● Given exercise
Rewrite the records below as a numbered list, with blank lines dropped.

(Dataset items)

[start]

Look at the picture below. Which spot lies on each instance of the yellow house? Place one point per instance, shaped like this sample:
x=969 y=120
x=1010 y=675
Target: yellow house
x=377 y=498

[end]

● Exercise solution
1. Look at the picture below. Which spot lies on each instance of the yellow house? Place one point per instance, shaped like this sample:
2. x=969 y=120
3. x=1010 y=675
4. Target: yellow house
5. x=377 y=498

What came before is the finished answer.